## SET PROBLEM:
List every line in the entries below that contains the string "each". Case matters, so match capital and lowercase letters exactly.

## EXTRACTED ENTRIES:
——————————
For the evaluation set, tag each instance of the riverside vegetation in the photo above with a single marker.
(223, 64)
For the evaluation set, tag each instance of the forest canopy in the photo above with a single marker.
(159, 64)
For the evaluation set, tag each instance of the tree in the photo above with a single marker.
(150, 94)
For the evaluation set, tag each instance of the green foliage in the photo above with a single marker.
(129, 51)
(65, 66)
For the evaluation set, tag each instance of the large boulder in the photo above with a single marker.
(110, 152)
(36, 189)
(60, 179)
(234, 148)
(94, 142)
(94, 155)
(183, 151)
——————————
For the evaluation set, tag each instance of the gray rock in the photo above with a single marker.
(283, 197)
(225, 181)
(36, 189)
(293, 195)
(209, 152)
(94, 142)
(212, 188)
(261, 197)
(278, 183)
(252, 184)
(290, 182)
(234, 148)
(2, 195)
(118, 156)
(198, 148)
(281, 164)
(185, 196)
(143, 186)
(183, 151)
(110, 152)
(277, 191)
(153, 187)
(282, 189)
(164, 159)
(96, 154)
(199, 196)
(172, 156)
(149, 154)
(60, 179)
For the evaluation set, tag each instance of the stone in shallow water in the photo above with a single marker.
——————————
## RESPONSE TO THE EXERCISE:
For the evaluation set, tag each instance of the riverside vegetation in the photo above with a single marker.
For the evaluation set, tag each instance of the forest canopy in the photo above with a single marker.
For the evaluation set, tag each instance of the tree in the photo above with a single marker.
For the evaluation set, tag each instance of the green foliage in the photo above with a single marker.
For the evaluation set, tag each instance of the large boulder in the photo above with a single marker.
For the evaluation set, tag each instance of the gray rock in the photo above with a single marker.
For the evaluation set, tag each instance of the stone in shallow water in the photo above with a single marker.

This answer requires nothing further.